## Passage to read
<<<<

After the fall of France in 1940, Germany occupied not just the country’s northern coast but also the entirety of its western coast, in a corridor stretching all the way to the Spanish border. A mere 60 miles to the west, the Basque city of Guernica was home to one of the greatest gunmakers in Europe: Unceta y Compañia S.A., better known as Astra. From the start of World War II, German industry had struggled to produce an adequate number of pistols for its armed forces. To cover this shortfall, the Wehrmacht purchased foreign-made guns, and after the fall of France, that included pistols made in Guernica by Astra.
In 1941, the Germans purchased 12,000 Model 300 and Model 400 pistols. During the three years that followed, most of Astra’s production was dedicated to German orders. While the Model 300 (in both .380 ACP and .32 ACP) succeeded in German service, it was just not big enough to be considered a proper sidearm. The Model 400 was large enough, but it also presented a big problem. Chambered for 9 mm Largo, a cartridge the Wehrmacht did not use in any other firearm, it gave supply officers a logistical headache; they liked its simple reliability but not its chambering.
In response to feedback from the Germans, Astra re-designed the Model 400 to chamber 9 mm Luger. Like the pistol from which it evolved, this new Astra made use of a steel slide, a steel frame, a fixed barrel with a concentric recoil spring, an internal hammer and the direct-blowback operating mechanism. A few other minor modifications were also made to include shortening the slide and barrel and reducing the width of the grip.
The new cartridge required a re-design of the single-stack magazine, but capacity remained eight rounds. The Model 400’s heel magazine release was replaced by a button on the left side of the grip, and an improved lanyard loop was added just behind it. Three features made it as safe as it was reliable: a thumb safety, a grip safety and a magazine-disconnect safety. Astra designated it the “Model 600/43” and sent 50 examples to Germany in early 1944 for testing and evaluation.
An exceptionally well-made pistol, the Model 600/43 impressed the Wehrmacht, and it quickly placed an order for 60,000 units. As part of a phased-production contract, the German government paid Astra up front for the first 41,500 guns. Deliveries began in May 1944, but they only continued for 90 days because, just as serial production of the Model 600/43 was getting underway in Guernica, Allied forces stormed ashore 500 miles to the north in Normandy.

>>>>

## Tasks to complete
(1) Drawing only on the Astra pistol passage, explain in one to three sentences why Astra re-designed the Model 400 to chamber 9 mm Luger.
(2) Extract from the Astra pistol passage the stretch from "The new cartridge" through "testing and evaluation.", reproducing it word for word.
(3) Continue the Astra pistol passage from the point where it stops.

Image region labeling entries
<<<<

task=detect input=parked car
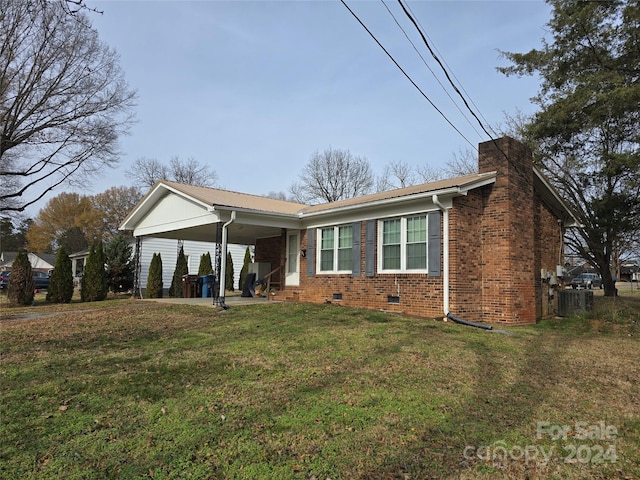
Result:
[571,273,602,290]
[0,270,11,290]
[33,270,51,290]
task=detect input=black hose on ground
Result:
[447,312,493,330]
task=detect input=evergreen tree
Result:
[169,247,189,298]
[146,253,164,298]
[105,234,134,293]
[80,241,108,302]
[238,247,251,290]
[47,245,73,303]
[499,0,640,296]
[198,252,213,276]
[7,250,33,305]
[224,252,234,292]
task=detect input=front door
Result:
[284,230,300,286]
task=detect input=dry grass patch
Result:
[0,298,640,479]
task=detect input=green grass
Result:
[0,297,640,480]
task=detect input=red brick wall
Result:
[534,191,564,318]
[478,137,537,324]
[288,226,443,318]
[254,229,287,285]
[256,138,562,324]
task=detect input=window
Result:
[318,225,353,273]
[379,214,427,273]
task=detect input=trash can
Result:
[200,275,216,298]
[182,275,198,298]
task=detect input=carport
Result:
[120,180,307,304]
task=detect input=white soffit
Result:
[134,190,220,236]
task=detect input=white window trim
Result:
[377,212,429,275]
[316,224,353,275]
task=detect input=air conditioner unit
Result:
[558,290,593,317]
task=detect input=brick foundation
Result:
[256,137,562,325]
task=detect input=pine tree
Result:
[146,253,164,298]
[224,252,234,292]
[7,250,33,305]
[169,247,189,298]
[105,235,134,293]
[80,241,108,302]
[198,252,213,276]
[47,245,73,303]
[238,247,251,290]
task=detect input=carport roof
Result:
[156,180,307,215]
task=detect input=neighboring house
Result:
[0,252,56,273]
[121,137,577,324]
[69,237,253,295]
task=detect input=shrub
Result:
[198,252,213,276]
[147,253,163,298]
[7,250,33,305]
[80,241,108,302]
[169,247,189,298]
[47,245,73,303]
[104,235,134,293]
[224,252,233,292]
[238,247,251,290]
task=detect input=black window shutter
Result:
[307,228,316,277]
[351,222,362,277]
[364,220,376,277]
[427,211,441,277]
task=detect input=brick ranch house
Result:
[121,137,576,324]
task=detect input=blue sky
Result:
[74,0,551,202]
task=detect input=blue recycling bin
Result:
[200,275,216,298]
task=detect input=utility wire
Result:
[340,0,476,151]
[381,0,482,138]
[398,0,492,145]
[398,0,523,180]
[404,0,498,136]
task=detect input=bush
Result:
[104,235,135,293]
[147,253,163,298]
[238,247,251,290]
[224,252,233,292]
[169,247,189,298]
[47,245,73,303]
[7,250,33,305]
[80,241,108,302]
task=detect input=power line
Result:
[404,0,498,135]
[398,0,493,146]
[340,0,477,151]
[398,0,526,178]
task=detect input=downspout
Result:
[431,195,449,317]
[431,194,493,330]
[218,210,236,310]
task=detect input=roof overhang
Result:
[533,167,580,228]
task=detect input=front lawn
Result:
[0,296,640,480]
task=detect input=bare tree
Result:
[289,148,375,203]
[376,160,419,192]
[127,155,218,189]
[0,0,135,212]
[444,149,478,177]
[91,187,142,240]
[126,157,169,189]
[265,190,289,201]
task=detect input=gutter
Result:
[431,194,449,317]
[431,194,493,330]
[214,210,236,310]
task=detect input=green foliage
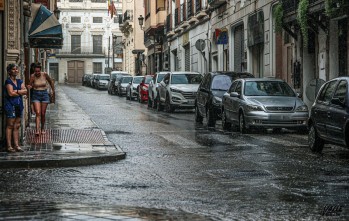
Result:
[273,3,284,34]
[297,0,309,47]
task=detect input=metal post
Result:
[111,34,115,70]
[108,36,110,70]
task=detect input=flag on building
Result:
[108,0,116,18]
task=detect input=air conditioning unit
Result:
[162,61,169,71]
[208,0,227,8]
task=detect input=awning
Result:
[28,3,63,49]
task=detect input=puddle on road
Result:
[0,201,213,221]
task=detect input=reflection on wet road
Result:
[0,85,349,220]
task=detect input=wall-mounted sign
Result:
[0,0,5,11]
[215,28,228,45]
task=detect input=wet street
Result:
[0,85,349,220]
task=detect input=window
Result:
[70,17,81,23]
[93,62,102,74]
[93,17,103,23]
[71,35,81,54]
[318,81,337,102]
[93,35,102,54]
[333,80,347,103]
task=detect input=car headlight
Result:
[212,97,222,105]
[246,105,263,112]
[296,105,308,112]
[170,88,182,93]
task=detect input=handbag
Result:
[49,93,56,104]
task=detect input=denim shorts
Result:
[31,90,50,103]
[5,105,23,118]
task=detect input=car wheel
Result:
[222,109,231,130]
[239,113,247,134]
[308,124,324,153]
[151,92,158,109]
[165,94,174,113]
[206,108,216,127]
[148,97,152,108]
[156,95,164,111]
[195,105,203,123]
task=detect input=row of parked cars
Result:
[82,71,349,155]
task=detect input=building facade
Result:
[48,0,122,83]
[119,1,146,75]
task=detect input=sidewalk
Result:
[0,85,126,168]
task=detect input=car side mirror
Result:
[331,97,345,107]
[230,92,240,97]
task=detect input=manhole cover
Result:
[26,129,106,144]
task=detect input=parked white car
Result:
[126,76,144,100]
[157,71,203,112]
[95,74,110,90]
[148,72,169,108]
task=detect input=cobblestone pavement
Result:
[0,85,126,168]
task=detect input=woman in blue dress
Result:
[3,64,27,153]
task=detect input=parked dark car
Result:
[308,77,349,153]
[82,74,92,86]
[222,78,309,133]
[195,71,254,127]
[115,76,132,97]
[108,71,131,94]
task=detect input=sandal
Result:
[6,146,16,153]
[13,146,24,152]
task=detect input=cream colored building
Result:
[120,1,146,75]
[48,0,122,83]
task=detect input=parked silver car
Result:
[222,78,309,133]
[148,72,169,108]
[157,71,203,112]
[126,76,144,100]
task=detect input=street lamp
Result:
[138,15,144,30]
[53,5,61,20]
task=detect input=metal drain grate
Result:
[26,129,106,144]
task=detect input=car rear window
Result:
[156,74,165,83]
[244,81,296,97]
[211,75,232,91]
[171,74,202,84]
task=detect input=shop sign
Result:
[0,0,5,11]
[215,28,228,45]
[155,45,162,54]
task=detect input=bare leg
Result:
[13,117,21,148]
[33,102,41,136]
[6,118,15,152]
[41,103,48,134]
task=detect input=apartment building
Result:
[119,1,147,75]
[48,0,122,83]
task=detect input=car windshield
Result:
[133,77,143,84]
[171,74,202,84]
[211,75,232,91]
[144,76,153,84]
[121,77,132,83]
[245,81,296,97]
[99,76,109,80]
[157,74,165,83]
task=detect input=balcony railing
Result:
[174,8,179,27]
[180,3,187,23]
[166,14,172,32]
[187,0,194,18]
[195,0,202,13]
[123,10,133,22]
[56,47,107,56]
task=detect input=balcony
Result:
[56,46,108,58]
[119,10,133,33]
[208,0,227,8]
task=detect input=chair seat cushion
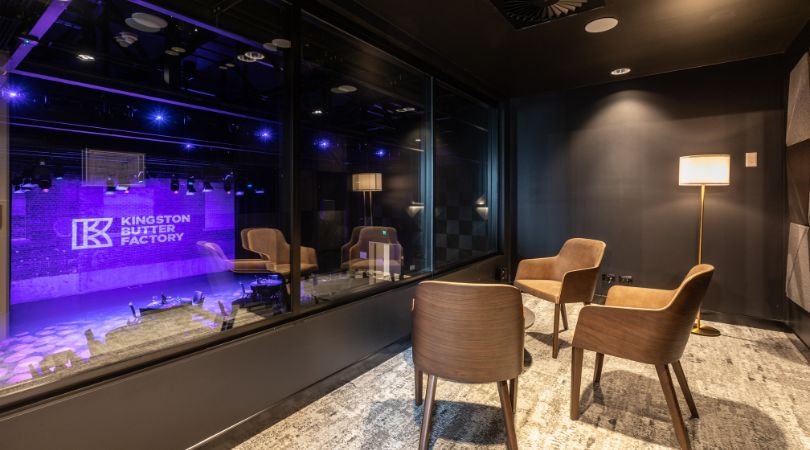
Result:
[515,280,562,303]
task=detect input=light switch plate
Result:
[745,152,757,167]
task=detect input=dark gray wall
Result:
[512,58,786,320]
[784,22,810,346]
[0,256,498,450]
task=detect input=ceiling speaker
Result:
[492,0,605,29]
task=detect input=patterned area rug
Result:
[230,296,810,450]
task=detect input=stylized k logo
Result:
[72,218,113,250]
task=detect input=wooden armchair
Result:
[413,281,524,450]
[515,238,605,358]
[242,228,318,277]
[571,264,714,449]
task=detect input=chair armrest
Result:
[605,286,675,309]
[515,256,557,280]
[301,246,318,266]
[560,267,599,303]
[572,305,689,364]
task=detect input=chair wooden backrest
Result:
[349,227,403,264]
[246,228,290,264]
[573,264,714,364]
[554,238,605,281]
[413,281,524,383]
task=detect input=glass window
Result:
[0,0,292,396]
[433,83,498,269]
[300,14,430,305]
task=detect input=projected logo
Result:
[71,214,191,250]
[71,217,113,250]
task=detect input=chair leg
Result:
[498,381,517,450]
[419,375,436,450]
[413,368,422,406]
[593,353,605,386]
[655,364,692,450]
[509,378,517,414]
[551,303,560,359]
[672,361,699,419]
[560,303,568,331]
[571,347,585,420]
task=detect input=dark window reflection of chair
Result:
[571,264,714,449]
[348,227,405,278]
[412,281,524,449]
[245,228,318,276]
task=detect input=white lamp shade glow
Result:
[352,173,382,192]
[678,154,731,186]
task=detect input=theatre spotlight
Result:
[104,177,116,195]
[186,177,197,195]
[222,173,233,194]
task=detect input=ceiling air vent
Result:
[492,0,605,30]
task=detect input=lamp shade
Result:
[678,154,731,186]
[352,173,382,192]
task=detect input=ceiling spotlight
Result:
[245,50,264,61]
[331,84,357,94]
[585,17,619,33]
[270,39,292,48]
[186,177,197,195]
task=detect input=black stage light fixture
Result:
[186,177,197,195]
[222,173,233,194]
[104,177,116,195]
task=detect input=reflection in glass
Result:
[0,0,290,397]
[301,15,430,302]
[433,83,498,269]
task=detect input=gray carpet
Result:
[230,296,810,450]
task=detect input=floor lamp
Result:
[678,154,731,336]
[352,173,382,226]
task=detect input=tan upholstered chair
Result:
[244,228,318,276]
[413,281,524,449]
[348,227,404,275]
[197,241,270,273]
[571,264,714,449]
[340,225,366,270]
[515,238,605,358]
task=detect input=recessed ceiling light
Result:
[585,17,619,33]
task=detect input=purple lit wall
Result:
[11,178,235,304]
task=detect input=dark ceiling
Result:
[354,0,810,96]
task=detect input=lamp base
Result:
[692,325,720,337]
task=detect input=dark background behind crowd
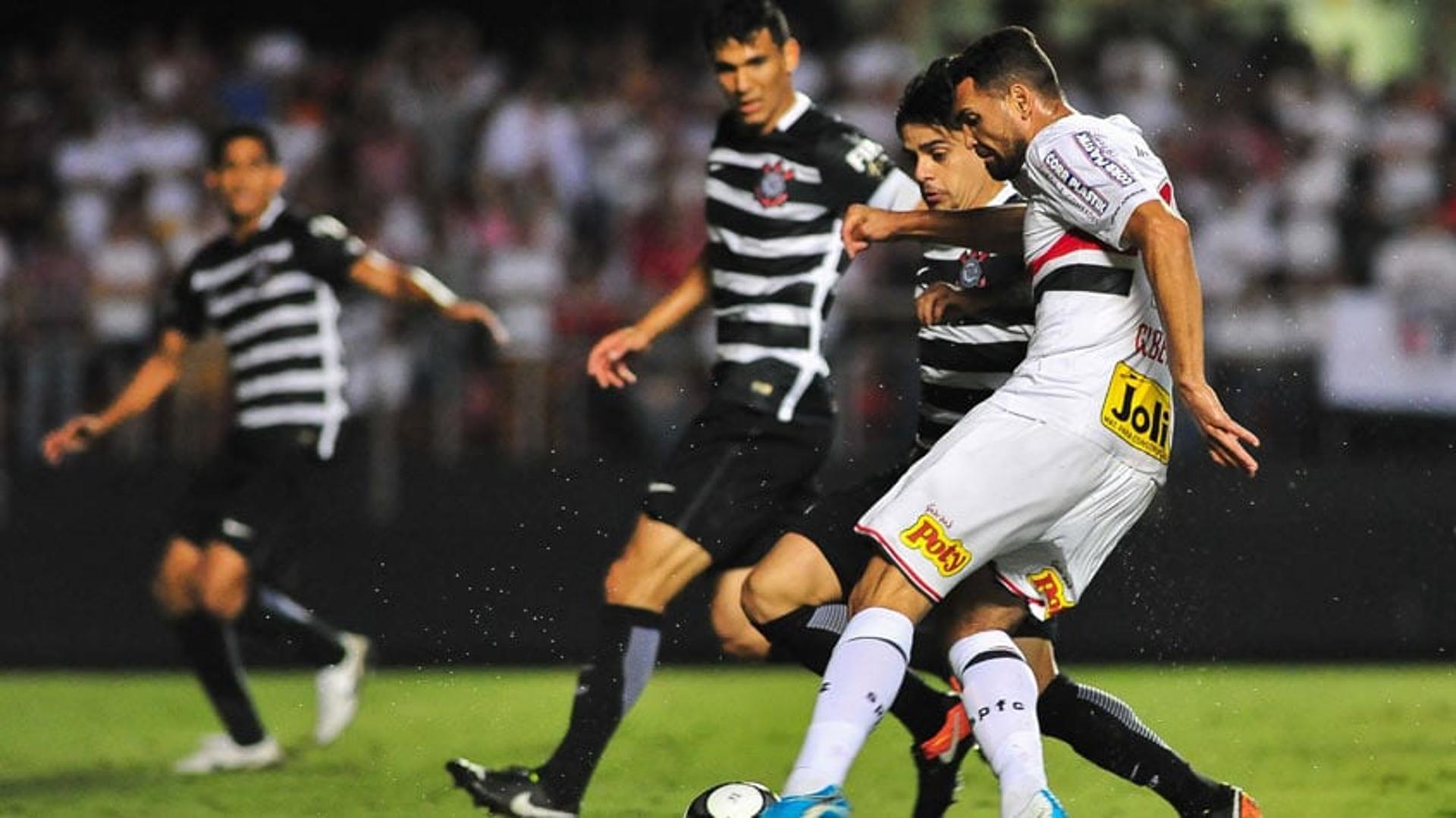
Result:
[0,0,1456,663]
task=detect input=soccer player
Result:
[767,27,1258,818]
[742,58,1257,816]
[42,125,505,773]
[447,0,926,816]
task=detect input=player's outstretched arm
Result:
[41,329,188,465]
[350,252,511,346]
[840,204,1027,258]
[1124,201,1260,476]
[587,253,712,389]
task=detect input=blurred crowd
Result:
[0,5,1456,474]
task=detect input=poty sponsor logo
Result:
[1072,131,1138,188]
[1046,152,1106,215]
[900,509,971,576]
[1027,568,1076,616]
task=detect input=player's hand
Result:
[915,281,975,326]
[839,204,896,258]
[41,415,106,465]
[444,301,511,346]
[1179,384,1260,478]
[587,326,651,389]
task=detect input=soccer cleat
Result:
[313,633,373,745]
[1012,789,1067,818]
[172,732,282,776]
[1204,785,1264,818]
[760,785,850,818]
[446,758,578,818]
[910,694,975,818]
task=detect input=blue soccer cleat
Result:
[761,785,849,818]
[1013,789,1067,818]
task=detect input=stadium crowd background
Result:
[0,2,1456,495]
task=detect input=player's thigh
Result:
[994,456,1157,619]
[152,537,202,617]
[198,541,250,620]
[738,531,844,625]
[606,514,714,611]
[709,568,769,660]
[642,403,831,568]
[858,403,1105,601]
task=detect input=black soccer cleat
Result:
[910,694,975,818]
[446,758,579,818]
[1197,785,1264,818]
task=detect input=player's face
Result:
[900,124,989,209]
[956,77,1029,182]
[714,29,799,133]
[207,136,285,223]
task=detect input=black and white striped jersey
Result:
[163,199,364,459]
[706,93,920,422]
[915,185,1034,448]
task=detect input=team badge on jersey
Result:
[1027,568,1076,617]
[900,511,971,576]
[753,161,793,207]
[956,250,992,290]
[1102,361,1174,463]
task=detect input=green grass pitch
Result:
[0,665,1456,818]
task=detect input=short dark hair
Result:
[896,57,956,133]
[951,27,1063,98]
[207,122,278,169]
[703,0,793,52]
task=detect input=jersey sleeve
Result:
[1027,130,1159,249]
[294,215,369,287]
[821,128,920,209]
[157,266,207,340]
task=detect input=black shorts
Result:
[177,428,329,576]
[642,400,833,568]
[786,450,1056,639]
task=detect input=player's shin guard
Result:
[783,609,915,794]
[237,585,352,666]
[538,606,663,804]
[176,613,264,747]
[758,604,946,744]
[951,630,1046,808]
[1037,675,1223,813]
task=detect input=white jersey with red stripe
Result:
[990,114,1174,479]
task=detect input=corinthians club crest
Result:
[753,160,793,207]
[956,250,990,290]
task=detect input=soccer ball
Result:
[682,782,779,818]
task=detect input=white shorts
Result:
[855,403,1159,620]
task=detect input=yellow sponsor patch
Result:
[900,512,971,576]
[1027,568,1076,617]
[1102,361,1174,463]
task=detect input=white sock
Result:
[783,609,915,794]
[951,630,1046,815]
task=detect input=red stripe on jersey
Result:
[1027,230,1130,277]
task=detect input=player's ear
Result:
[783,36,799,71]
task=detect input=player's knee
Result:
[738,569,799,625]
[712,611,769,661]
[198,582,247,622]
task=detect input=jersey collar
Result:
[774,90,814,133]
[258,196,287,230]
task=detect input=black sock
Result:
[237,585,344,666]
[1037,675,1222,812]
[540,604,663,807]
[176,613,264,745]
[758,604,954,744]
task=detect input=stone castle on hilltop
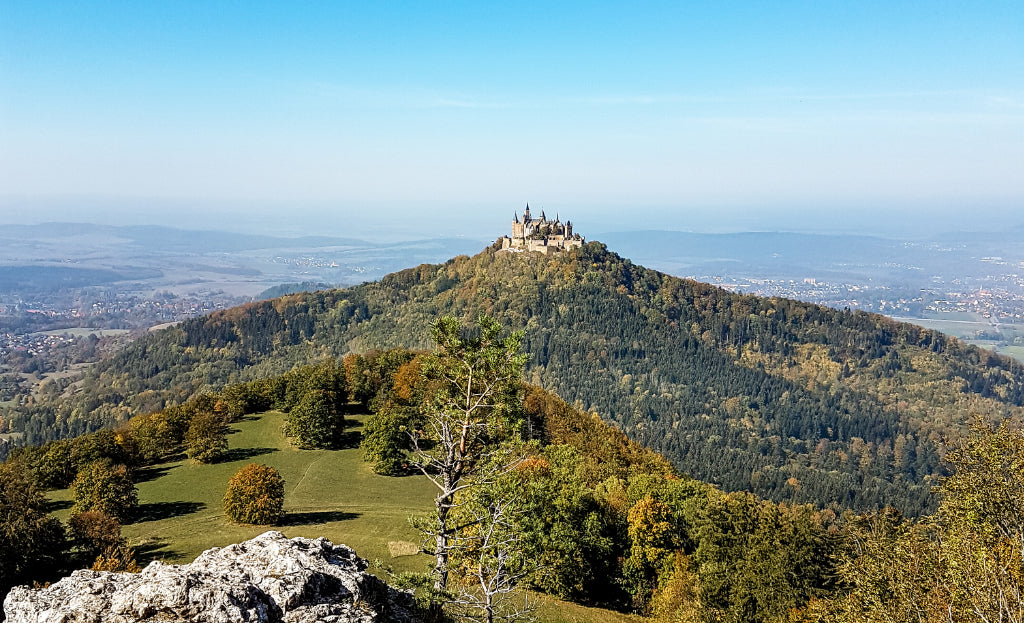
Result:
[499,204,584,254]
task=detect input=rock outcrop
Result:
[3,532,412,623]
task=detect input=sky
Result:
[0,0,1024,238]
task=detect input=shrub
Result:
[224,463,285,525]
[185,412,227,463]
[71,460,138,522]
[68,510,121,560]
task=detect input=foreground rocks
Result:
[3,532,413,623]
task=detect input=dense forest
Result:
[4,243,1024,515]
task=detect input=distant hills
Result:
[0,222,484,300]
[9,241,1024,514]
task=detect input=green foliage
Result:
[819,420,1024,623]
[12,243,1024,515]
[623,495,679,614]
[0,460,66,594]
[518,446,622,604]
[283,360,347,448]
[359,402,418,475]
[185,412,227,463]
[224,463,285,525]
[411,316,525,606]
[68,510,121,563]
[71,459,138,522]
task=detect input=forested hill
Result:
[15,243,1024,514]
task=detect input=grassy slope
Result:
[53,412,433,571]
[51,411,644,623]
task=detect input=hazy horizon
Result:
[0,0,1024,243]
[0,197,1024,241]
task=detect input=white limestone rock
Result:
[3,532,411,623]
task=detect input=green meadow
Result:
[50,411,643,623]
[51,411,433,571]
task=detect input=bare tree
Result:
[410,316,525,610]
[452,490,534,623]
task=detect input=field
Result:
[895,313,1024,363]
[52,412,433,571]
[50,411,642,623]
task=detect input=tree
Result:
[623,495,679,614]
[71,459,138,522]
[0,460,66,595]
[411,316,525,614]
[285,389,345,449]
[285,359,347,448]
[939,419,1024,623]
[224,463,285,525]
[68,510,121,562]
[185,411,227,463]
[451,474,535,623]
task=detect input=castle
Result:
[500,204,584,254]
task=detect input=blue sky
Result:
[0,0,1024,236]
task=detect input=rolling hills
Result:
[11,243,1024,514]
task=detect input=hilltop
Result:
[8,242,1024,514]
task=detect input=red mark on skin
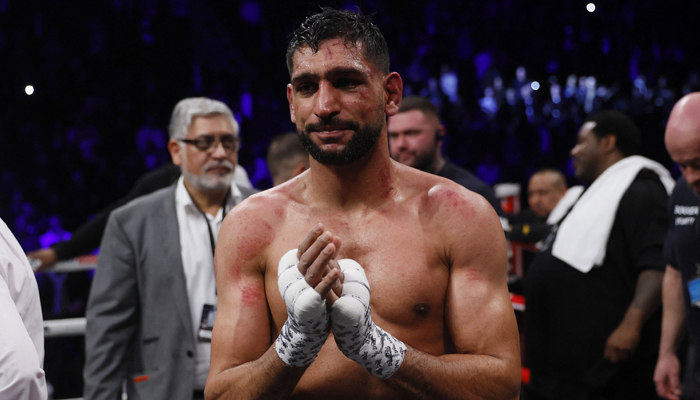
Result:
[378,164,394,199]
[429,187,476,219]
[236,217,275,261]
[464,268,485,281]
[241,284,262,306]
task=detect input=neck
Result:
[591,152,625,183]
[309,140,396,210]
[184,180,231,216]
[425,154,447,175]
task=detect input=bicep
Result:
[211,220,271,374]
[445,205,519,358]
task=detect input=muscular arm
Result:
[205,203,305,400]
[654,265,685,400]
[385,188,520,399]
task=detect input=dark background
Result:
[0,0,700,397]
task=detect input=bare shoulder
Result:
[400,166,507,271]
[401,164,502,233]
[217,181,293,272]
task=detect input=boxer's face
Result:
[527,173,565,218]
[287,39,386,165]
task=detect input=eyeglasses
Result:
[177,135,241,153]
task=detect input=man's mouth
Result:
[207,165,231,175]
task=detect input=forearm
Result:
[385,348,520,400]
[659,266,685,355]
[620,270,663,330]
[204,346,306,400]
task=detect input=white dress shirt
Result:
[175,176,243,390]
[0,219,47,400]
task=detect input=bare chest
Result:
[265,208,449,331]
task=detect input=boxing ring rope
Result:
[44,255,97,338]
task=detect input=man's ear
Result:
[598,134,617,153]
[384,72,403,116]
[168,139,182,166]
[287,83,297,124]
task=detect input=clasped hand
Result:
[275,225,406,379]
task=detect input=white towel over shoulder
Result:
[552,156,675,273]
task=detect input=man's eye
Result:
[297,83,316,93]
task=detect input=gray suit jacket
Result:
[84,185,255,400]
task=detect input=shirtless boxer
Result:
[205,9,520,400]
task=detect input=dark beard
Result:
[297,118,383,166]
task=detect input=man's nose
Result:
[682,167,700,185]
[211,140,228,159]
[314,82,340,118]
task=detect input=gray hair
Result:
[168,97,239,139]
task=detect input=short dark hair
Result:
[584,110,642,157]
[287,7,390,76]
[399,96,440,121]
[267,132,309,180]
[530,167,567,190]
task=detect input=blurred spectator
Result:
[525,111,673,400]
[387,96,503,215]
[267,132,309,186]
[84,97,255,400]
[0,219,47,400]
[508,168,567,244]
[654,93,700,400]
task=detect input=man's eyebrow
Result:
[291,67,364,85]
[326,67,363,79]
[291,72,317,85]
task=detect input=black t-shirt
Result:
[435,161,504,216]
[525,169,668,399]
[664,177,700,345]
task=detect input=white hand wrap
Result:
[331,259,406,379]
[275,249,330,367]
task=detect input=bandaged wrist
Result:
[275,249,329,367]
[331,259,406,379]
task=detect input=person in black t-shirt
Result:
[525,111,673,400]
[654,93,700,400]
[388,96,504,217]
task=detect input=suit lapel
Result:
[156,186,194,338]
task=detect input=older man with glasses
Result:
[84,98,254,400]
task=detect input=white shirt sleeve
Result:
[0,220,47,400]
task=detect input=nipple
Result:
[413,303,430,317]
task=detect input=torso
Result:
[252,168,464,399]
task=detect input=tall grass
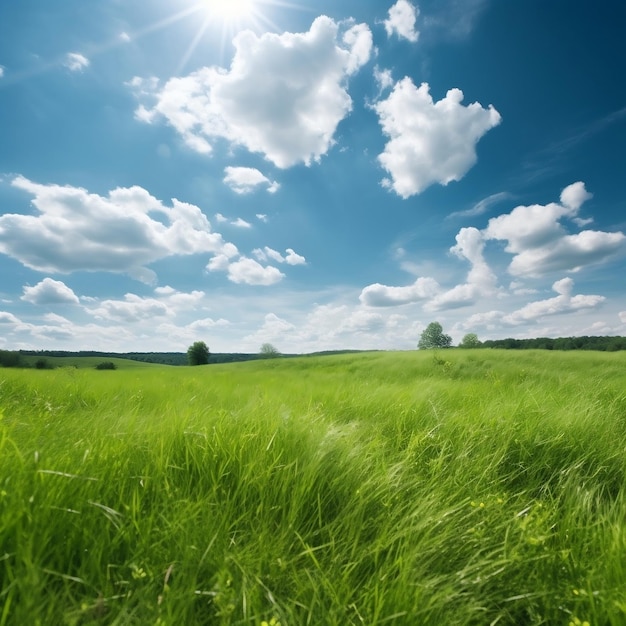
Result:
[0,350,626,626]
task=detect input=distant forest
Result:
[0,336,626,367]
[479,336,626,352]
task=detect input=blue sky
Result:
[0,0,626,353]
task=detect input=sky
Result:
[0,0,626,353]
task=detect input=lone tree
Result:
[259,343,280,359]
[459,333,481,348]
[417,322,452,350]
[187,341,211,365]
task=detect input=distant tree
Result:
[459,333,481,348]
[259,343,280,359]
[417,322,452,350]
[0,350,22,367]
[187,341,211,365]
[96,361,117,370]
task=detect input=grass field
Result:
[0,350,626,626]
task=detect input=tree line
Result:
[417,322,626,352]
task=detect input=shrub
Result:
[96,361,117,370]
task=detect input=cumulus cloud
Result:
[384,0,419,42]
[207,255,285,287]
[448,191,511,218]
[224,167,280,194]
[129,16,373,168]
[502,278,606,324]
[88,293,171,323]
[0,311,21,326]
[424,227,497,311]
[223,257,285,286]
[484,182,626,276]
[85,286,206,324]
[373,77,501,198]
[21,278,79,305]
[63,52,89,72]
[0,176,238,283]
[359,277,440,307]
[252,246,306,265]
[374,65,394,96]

>>>>

## Responses
(1) The Model 400 was chambered for 9 mm Largo, a cartridge the Wehrmacht used in no other firearm, so it created a logistical headache for supply officers despite its simple reliability. Astra re-designed the pistol for 9 mm Luger in response to this German feedback.

(2)
The new cartridge required a re-design of the single-stack magazine, but capacity remained eight rounds. The Model 400’s heel magazine release was replaced by a button on the left side of the grip, and an improved lanyard loop was added just behind it. Three features made it as safe as it was reliable: a thumb safety, a grip safety and a magazine-disconnect safety. Astra designated it the “Model 600/43” and sent 50 examples to Germany in early 1944 for testing and evaluation.

(3)
By July 1944, the ongoing campaign in northern France had fundamentally changed the tactical situation in southern France, and, by the fall, the German occupation had ended. Only 10,500 Model 600/43s were delivered before that time, and they are easy to identify by virtue of the “WaA/D20” acceptance mark engraved on the right side of the frame. Astra went on to manufacture the remaining guns that Germany paid for and then continued by assembling another 18,000.
After the war, the Philippines, Costa Rica, Egypt, Thailand, Portugal, Chile, Jordan and Turkey purchased these Model 600/43s in small quantities. But the great irony of this story is that the largest postwar buyer of the pistol was the same country that brought it to life in the first place. West Germany’s Federal Police adopted it in 1951, and then West Germany’s army adopted it in 1956.
Although the Astra Model 600/43 may not sit at the top of the list of the most collectible German World War II pistols, that is exactly what the first 10,500 are. Even the examples that do not have Nazi acceptance marks are part of the story of Germany during the Second World War, as they would not exist were it not for the fact that they were brought into being at a time when everyone involved should have known that the “Thousand-Year Reich” wasn’t going to last.
Gun: Astra Model 600/43
Manufacturer: Unceta y CompaÑia S.A. (Astra)
Chambering: 9 mm Luger
Serial No.: 29058
Condition: NRA Very Good (Modern Gun Standards)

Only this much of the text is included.